*** VORLIEGENDER TEXT
In unserer Serie “Das Jahr mit dem Winzer” erleben wir mit dem Juni-Beitrag eine besondere Ausnahmesituation im Weingut BR-Nett in Duttweiler. Die wochenlangen Niederschläge, gepaart mit warmen Temperaturen, haben die Entwicklung und Verbreitung des Falschen Mehltaus, auch Peronospora genannt, in einem in unserer Region bisher einzigartigen Umfang gefördert. Für Winzer Christian Nett ergibt sich eine völlig neue Situation, wie er sie in seiner 15-jährigen Laufbahn noch nicht erlebt hat. Insbesondere nicht zu diesem frühen Entwicklungsstadium der Trauben, was das Ausmaß noch viel schlimmer macht. Auch die Ökologische Rebschutzberatung des DLR schreibt von “einem Ausbruch in bisher unbekanntem Ausmaß im südlichen Rheinhessen und Teilen der Pfalz”.

Christian Nett zeigt uns Peronospora in den Weinbergen © pfalzweinproben.de
Die Pilzerkrankung, die seit 1878 in Europa angekommen ist, kann zu massiven Ernteausfällen führen. Befallene Traubenteile und Blätter sterben ab, die Fotosynthese wird reduziert. Gerade im Bioweinbau gibt es momentan nur die präventive Maßnahme der Bespritzung mit Kupferpräparaten. Kurative Mittel gibt es keine, ist die Rebe also einmal infiziert, spitzt sich die Lage bei feuchter Witterung drastisch zu. Kaliumphosphonat, das früher zur wirksamen Bekämpfung eingesetzt werden konnte, ist seit 2014 nicht mehr erlaubt. Wie Herr Nett Senior erklärt, gibt es heute im Bioweinbau nur noch einen Bruchteil der früher zugelassenen Mitteln der Bekämpfung.
******
*** ANGEZEIGTE EINTRÄGE
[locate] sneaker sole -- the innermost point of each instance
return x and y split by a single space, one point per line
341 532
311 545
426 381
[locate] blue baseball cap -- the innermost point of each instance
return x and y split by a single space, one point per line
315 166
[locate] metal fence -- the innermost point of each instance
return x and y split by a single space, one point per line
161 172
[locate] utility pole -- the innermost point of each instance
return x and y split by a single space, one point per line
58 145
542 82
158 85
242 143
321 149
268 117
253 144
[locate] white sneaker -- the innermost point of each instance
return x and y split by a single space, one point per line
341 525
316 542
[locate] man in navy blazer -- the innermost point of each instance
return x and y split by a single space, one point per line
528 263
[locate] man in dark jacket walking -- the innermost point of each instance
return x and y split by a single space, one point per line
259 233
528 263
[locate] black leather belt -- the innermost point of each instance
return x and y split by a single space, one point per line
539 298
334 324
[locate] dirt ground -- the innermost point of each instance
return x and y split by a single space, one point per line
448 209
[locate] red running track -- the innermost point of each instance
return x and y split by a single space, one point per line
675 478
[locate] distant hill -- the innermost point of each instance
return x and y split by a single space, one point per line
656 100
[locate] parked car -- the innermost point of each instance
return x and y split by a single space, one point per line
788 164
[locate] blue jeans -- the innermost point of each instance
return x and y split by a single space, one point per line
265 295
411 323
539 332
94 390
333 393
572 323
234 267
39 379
******
_ZIELE_
**A)** Seit welchem Jahr ist Kaliumphosphonat laut dem Beitrag über den Falschen Mehltau nicht mehr erlaubt?
**B)** Schreib den Beitrag über den Falschen Mehltau im Weingut BR-Nett im Anschluss an seinen letzten Satz weiter.

_ERGEBNISSE DER ÜBUNG_
**A)** Seit 2014.

**B)**
Seit ca. vier Wochen ist das Team im viertägigen Abstand draußen und besprüht die schnell nachwachsenden Triebe. Mit Sorge wurden vor einigen Wochen die ersten sogenannten Ölflecken (Aufhellungen an der Blattoberseite) auf den Blättern entdeckt. Der ständige Niederschlag tat dann das seine. Die Feuchtigkeit transportiert die Sporen der befallenen Blätter auf weitere Blätter und auf die Gescheine, die späteren Trauben. Blattunterseiten sehen wie mit Mehl bestäubt aus, vor oder während der Blüte befallene Beeren werden ausgetrocknet. Die Infektion ist zunächst nicht sichtbar, die Inkubationszeit beträgt je nach Rebsorte, Standort und Witterung bis zu zwei Wochen.
Ab morgen wird die Mannschaft die Triebe oberhalb des höchsten Drahtes einkürzen und die Traubenzone radikal entblättern, d.h. die Gescheine freilegen. In seinen bisher vierzehn Jahrgängen hat er diese Arbeit bereits zur Blüte erledigt, dieses Jahr wurde damit das erste Mal gewartet. So sollten die Gescheine geschützt werden, wenn weitere Sporen mit dem Regen von oberen Blättern in die Traubenzone gespült werden. Jedoch kann nur das sichtbar Angegriffene entfernt werden, es wird sich in den kommenden Tagen erst zeigen, wie viel weiter die Infektion unter Umständen bereits verbreitet ist.
Das heißt mit anderen Worten, der Schaden ist noch nicht abzusehen. Das wiederum ist eine besonders belastende Tatsache für den Winzer. Hagel- und Frostschäden der Vergangenheit brachten mit dem Schrecken zumeist auch Klarheit. Man konnte direkt kalkulieren und entsprechend reagieren, damit wieder nach vorne schauen. Den zu erwartenden Ausfall, aber auch eventuell benötigte Zukaufmengen einplanen. Denn ein Betrieb mit 8 Mitarbeitern, der sich zudem in der Neubauphase befindet, kann sich einen Totalausfall nicht leisten. In diesem akuten Fall muss sich das Weingut aber zunächst gezwungenermaßen noch in Geduld üben, bis der tatsächliche Verlust absehbar wird.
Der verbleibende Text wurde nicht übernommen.